## What to do
**1.** List every ingredient of the banana blend that the hangover patch post jokingly describes.
**2.** According to the British Medical Journal finding quoted in the hangover patch post, what is the most effective way to avoid hangover symptoms?
**3.** Translate this sentence from the hangover patch post into Spanish: "You know nothing actually cures a hangover other than time and more drinking (our preferred method, clearly)."

## Provided text
· · · · · · ·

Hey, Drunky! New “Hangover Patch” On The Market


What hangover remedy or preventative regimen do you swear by?  Do you blend 7/8’s of an organic banana with a drop of Amazonian rainwater, ground newt’s tail and pinch of ginkgo biloba? Do you watch The Notebook and cry all the alcohol out? Or do you grind up Advil and blow lines off your dog-eared copy of Bill W?

Whatever. Keep your voodoo magic. You know nothing actually cures a hangover other than time and more drinking (our preferred method, clearly). Don’t believe us? Mind then, the British Medical Journal’s finding that “No compelling evidence exists to suggest that any conventional or complementary intervention is effective for preventing or treating alcohol hangover. The most effective way to avoid the symptoms of alcohol induced hangover is to avoid drinking.”

Well, that last part sure is a buzz kill. Regardless, for every shyster with a million-dollar idea there are a million suckers who will pay him to try it. And because there’s a sucker getting drunk every minute, we give you Bytox.

· · · · · · ·

Data excerpts

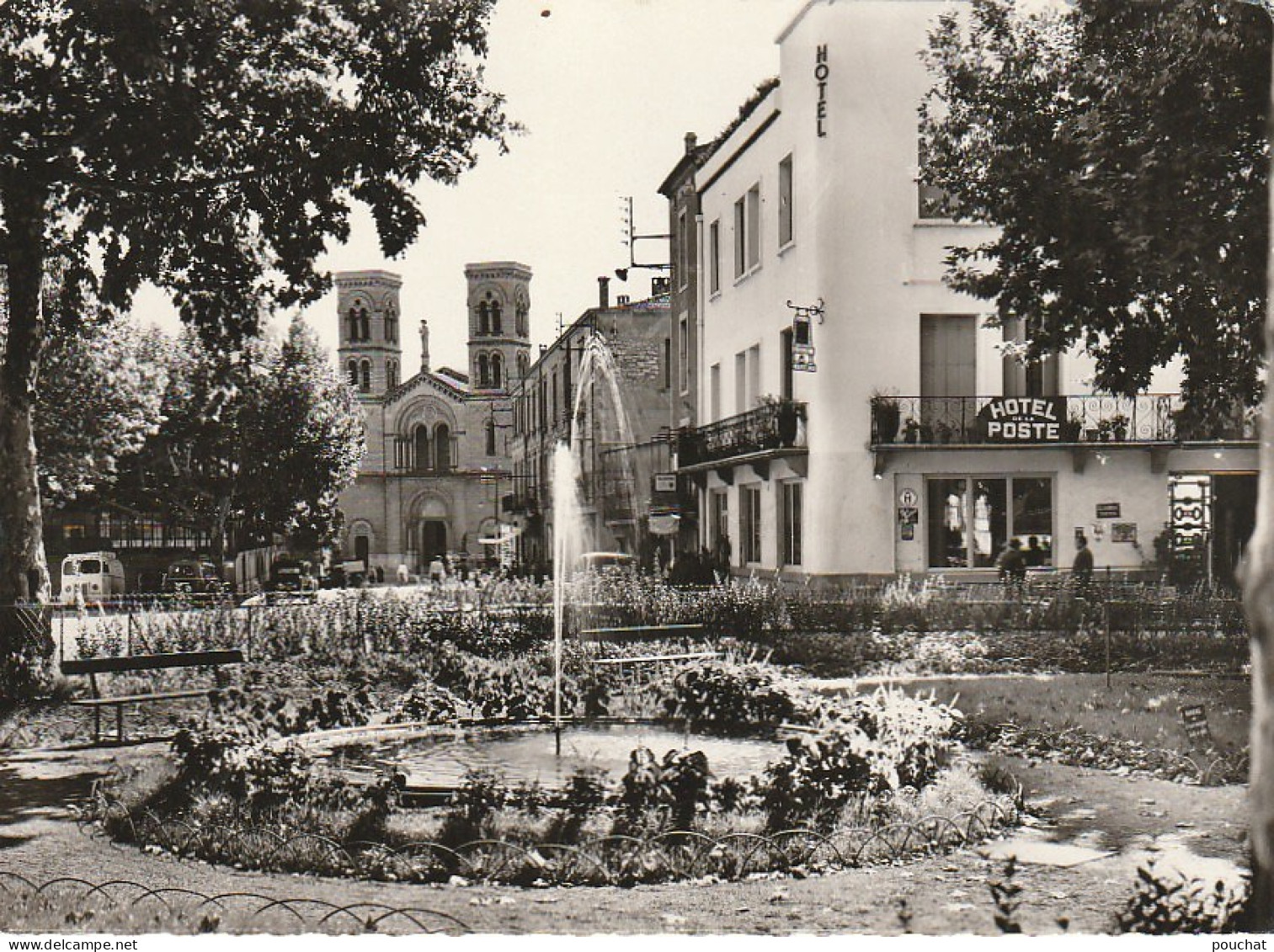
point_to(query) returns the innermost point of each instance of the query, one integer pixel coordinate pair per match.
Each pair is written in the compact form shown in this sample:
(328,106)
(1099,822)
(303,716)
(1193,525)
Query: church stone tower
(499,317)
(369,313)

· · · · · · ·

## Exercise solutions
**1.**
7/8 of an organic banana
a drop of Amazonian rainwater
ground newt's tail
a pinch of ginkgo biloba

**2.** To avoid drinking.

**3.** Sabes que nada cura realmente una resaca salvo el tiempo y seguir bebiendo (nuestro método preferido, claramente).